*Dataset entries*.

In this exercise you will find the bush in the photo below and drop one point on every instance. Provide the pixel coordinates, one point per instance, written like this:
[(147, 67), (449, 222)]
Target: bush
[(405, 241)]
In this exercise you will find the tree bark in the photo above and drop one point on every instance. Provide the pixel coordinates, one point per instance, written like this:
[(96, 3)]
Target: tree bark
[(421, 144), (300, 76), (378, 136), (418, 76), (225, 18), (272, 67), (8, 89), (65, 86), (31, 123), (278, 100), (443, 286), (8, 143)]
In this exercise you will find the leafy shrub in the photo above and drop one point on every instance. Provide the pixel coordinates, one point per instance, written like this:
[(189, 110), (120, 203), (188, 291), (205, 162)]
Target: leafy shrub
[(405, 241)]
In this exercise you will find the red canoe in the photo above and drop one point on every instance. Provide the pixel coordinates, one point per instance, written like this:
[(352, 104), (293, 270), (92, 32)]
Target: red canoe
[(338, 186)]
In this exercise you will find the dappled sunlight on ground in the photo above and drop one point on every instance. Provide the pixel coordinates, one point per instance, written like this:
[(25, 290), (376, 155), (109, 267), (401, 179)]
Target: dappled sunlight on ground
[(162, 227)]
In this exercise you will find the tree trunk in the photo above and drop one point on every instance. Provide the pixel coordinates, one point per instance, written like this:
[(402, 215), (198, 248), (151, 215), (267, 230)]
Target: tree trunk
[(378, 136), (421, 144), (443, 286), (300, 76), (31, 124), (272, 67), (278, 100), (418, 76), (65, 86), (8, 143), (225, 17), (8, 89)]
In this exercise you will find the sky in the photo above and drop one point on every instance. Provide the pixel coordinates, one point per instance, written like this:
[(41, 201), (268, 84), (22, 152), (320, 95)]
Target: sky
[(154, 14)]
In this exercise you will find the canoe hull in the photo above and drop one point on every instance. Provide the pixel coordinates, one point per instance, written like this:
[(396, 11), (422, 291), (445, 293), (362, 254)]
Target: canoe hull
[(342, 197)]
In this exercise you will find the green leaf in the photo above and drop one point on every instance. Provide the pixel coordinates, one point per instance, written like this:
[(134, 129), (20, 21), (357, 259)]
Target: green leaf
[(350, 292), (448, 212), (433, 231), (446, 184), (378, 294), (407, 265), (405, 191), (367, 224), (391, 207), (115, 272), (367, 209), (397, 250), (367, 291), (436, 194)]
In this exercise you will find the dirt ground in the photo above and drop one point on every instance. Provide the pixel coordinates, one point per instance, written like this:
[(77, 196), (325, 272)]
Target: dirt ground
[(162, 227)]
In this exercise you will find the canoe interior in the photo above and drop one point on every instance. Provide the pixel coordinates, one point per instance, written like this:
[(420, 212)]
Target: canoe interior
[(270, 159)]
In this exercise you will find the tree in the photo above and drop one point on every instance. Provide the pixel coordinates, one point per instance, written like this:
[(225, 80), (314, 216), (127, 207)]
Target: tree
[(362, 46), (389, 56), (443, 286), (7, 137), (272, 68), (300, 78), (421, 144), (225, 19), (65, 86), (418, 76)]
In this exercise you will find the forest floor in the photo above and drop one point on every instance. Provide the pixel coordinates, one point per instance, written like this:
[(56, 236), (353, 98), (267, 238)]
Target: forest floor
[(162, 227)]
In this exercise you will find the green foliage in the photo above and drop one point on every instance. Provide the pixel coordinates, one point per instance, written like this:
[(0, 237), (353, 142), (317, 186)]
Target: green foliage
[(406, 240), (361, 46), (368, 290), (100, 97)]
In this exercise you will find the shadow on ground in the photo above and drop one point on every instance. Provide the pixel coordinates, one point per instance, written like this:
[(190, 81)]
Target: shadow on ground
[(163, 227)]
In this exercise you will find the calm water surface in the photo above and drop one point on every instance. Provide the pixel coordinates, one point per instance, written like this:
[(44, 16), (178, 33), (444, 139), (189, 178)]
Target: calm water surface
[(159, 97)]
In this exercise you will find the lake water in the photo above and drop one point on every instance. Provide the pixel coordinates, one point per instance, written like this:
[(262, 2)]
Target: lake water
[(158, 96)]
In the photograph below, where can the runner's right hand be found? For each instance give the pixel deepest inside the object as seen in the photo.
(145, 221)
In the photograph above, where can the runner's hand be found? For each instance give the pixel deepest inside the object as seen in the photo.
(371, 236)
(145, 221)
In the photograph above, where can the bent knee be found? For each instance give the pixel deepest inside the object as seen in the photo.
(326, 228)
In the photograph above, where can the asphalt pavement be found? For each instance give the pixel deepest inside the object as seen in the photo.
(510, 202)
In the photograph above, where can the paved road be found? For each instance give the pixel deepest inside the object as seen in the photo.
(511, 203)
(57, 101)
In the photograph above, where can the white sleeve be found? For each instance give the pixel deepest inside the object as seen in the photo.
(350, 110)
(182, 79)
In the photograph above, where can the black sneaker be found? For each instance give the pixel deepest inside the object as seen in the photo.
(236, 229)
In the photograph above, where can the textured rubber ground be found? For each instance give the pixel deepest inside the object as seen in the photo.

*Task brief*.
Return every record above. Copy each one exactly.

*Task answer*.
In this exercise you will find the bush in the photo below and drop one point on every instance. Provide the pixel coordinates, one point per instance, written like this:
[(147, 67), (449, 222)]
Target: bush
[(405, 241)]
In this exercise you will find the tree bark in the photo above and drop one point on every instance. Provide the pixel coordinates, one point per instance, written like this:
[(96, 3)]
Target: tree bark
[(421, 144), (300, 76), (378, 136), (418, 76), (225, 18), (272, 67), (8, 89), (65, 86), (31, 123), (278, 100), (443, 286), (8, 143)]
In this exercise you will find the leafy shrub in the photo above and drop one point on every instance. Provide the pixel coordinates, one point per instance, written like this:
[(189, 110), (120, 203), (188, 291), (205, 162)]
Target: leafy shrub
[(405, 241)]
In this exercise you will find the red canoe in the photo above and drop one point on every instance. Provide the pixel coordinates, one point per instance, written like this:
[(352, 104), (293, 270), (92, 32)]
Target: red canoe
[(338, 186)]
In this exercise you will find the dappled sunlight on ground in the photo above and drop one point on every instance. Provide the pixel coordinates, one point per instance, written like this:
[(25, 290), (376, 155), (109, 267), (401, 179)]
Target: dappled sunlight on ground
[(162, 227)]
In this exercise you will find the tree trunk in the photo above and drop one point on every instance. Provide the pixel coordinates, one point per instance, written like this:
[(402, 215), (198, 248), (151, 215), (267, 230)]
Target: tree trunk
[(378, 136), (421, 144), (443, 286), (300, 76), (31, 124), (272, 67), (278, 100), (418, 76), (65, 86), (8, 143), (225, 17), (8, 89)]
In this exercise you will find the sky in the photo above and drop one point on every instance. Provide the pixel coordinates, one point per instance, written like this:
[(41, 201), (268, 84), (22, 152), (320, 95)]
Target: sky
[(154, 14)]
In this exercise you will find the canoe hull in the photo above and drop one point on every instance. Provide the pixel coordinates, one point per instance, written like this:
[(396, 11), (422, 291), (445, 293), (362, 254)]
Target: canoe hull
[(342, 197)]
In this exercise you will find the green leaf in the photo above and drop one point on every instance. Provide the pixel coordinates, one point per instance, written like this:
[(134, 129), (20, 21), (357, 259)]
Target: green leaf
[(350, 292), (448, 212), (433, 231), (446, 184), (378, 294), (407, 265), (405, 191), (367, 224), (391, 207), (115, 272), (367, 209), (397, 250), (367, 291), (436, 194)]
In this exercise you will find the dirt ground in the photo above and drop one point on every instance. Provide the pixel coordinates, one point per instance, written like this:
[(77, 196), (325, 272)]
Target: dirt ground
[(162, 227)]
In this exercise you will find the canoe interior in the photo above and drop one point on every instance. Provide the pixel coordinates, one point per instance, written like this:
[(420, 212)]
Target: canoe interior
[(270, 159)]
In this exercise you will find the tree in the photo above and drop one point on every instance. Provide the pixel coordinates, one point per instance, written like this:
[(225, 80), (314, 216), (127, 207)]
Target: tree
[(362, 46), (389, 56), (443, 286), (7, 137), (272, 68), (300, 78), (421, 144), (225, 19), (65, 86), (418, 76)]
In this exercise you will find the forest floor in the photo above and drop one point on every instance. Provide the pixel coordinates, one point per instance, written like this:
[(56, 236), (353, 98), (267, 238)]
Target: forest floor
[(162, 227)]
In this exercise you will find the green foliage in the photo above and drop one point on every instance. Provide the pixel coordinates, one point per instance, written like this:
[(0, 237), (353, 142), (317, 186)]
Target: green foliage
[(406, 240), (361, 46), (368, 290), (100, 97)]
In this exercise you will find the shadow on ground in the photo above and drop one point on every instance. Provide the pixel coordinates, one point per instance, written like this:
[(190, 81)]
Target: shadow on ground
[(163, 227)]
In this exercise you will find the calm water surface in the photo above and drop one point on every instance. Provide the pixel coordinates, one point per instance, written like this:
[(44, 16), (178, 33), (444, 139), (189, 178)]
Target: calm water surface
[(159, 97)]
In this exercise you will find the lake water in the photo above and drop one point on every instance. Provide the pixel coordinates, one point per instance, written like this:
[(262, 2)]
Target: lake water
[(158, 96)]
In the photograph below, where can the runner's right hand be found? For each instance give the pixel deepest inside the object as seen in the photo.
(145, 221)
In the photograph above, where can the runner's hand be found? For each instance give the pixel deepest inside the object as seen in the photo.
(371, 236)
(145, 221)
In the photograph above, where can the bent knee be found? For each instance give the pixel deepest inside the object as seen in the photo.
(326, 228)
In the photograph above, where can the asphalt pavement be found? For each instance give the pixel deepest inside the object as seen in the photo.
(510, 202)
In the photograph above, where can the paved road be found? For each instance give the pixel deepest inside the object as seen in the photo.
(511, 203)
(57, 101)
In the photograph above, where can the white sleeve be found? For each instance give the pixel deepest inside the object as seen in the photo.
(350, 110)
(182, 79)
In the photograph above, where can the black sneaker be found? For each instance give the pixel deepest inside the object as seen in the photo.
(236, 229)
In the photograph above, where can the textured rubber ground be found? For each instance give the pixel deepest inside the object as seen in the photo.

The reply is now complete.